** Opening Page extract block **

Cases of CMV infection, BK virus associated nephropathy, as well as cases of JC virus associated progressive multifocal leukoencephalopathy (PML), have been reported in patients treated with immunosuppressants, including Advagraf.

Neoplasms benign, malignant and unspecified (incl. cysts and polyps)

Patients receiving immunosuppressive therapy are at increased risk of developing malignancies. Benign as well as malignant neoplasms including EBV-associated lymphoproliferative disorders and skin malignancies have been reported in association with tacrolimus treatment.

Blood and lymphatic system disorders

common:

anaemia, thrombocytopenia, leukopenia, red blood cell analyses abnormal, leukocytosis

uncommon:

coagulopathies, pancytopenia, neutropenia, coagulation and bleeding analyses, abnormal, thrombotic microangiopathy

rare:

thrombotic thrombocytopenic purpura, hypoprothrombinaemia

not known:

pure red cell aplasia, agranulocytosis, haemolytic anaemia, febrile neutropenia

Immune system disorders

Allergic and anaphylactoid reactions have been observed in patients receiving tacrolimus (see section 4.4).

Endocrine disorders

rare:

hirsutism

Metabolism and nutrition disorders

very common:

diabetes mellitus, hyperglycaemic conditions, hyperkalaemia

common:

metabolic acidoses, other electrolyte abnormalities, hyponatraemia, fluid overload, hyperuricaemia, hypomagnesaemia, hypokalaemia, hypocalcaemia, appetite decreased, hypercholesterolaemia, hyperlipidaemia, hypertriglyceridaemia, hypophosphataemia

uncommon:

dehydration, hypoglycaemia, hypoproteinaemia, hyperphosphataemia

Psychiatric disorders

very common:

insomnia

common:

confusion and disorientation, depression, anxiety symptoms, hallucination, mental disorders, depressed mood, mood disorders and disturbances, nightmare

uncommon:

psychotic disorder

Nervous system disorders

very common:

headache, tremor

common:

nervous system disorders, seizures, disturbances in consciousness, peripheral neuropathies, dizziness, paraesthesias and dysaesthesias, writing impaired

uncommon:

encephalopathy, central nervous system haemorrhages and cerebrovascular accidents, coma, speech and language abnormalities, paralysis and paresis, amnesia

rare:

hypertonia

very rare:

myasthenia

not known:

posterior reversible encephalopathy syndrome (PRES)

** Closing Page extract block **
** Opening Information supplied block **

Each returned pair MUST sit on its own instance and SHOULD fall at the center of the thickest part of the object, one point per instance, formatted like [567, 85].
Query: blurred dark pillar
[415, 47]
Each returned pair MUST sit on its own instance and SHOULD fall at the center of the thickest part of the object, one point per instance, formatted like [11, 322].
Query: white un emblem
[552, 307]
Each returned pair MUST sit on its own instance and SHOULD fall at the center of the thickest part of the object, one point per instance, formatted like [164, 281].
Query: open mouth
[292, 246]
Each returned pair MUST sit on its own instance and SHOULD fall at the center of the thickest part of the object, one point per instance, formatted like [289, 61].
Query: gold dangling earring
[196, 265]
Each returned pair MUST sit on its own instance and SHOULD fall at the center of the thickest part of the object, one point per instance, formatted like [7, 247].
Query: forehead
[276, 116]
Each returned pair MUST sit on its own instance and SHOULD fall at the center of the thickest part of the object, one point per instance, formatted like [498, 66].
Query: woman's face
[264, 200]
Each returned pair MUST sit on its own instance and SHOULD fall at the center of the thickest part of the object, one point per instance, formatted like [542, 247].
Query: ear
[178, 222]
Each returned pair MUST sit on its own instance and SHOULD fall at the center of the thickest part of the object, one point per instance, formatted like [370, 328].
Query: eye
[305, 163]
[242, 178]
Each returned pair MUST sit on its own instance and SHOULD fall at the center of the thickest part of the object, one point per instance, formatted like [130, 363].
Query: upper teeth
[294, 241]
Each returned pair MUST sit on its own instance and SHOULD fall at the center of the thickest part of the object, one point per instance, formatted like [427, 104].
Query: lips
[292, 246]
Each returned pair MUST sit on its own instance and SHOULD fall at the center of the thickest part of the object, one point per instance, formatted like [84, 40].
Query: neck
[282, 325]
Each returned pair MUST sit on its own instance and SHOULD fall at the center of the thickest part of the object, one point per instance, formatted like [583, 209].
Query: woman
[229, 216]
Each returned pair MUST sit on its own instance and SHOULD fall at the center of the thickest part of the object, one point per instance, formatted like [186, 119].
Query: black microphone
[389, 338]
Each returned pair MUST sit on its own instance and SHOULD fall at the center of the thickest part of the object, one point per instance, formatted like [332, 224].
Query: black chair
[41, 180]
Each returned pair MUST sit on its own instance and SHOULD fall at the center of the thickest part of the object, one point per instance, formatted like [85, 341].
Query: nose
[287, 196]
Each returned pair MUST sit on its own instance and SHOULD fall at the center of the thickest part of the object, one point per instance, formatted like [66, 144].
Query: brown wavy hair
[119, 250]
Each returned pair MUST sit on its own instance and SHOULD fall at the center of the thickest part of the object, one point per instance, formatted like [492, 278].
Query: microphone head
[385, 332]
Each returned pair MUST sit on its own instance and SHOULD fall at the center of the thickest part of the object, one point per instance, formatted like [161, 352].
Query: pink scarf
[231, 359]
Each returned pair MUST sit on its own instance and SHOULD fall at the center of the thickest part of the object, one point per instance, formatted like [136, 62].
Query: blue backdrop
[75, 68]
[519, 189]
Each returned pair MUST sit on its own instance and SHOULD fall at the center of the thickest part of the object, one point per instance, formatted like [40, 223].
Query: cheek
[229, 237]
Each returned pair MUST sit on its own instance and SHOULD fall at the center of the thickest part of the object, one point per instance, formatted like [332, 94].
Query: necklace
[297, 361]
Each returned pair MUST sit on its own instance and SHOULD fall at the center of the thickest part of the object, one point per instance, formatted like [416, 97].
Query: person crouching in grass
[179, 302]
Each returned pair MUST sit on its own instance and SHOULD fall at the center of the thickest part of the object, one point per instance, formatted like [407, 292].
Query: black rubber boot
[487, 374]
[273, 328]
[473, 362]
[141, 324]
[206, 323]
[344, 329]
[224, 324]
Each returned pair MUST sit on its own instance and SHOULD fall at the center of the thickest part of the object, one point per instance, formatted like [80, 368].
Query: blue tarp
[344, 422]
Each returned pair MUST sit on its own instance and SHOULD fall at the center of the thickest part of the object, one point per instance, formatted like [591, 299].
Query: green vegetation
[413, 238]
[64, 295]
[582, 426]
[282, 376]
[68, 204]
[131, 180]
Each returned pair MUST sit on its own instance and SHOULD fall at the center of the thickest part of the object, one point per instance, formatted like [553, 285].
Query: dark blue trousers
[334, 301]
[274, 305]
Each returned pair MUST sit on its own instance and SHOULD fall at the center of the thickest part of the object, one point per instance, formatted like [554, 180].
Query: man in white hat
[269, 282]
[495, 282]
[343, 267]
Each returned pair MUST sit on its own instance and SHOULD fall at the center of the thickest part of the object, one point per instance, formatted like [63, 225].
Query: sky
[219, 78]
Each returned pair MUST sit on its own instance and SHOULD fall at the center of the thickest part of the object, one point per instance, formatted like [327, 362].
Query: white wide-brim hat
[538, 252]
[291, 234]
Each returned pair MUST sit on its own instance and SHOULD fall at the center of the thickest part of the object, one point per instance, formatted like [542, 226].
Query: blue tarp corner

** Closing Information supplied block **

> [Tasks for this exercise]
1. How does the stretch of the Advagraf extract from "Cases of CMV" through "cysts and polyps)" read once you switch "Advagraf" to "this medicine"?
2. In the Advagraf extract:
(a) Which condition is the only rare endocrine disorder listed?
(b) Which psychiatric disorder is listed as very common?
(c) Which nervous system disorder is listed as very rare?

> [Answers to each task]
1.
Cases of CMV infection, BK virus associated nephropathy, as well as cases of JC virus associated progressive multifocal leukoencephalopathy (PML), have been reported in patients treated with immunosuppressants, including this medicine.

Neoplasms benign, malignant and unspecified (incl. cysts and polyps)

2.
(a) Hirsutism
(b) Insomnia
(c) Myasthenia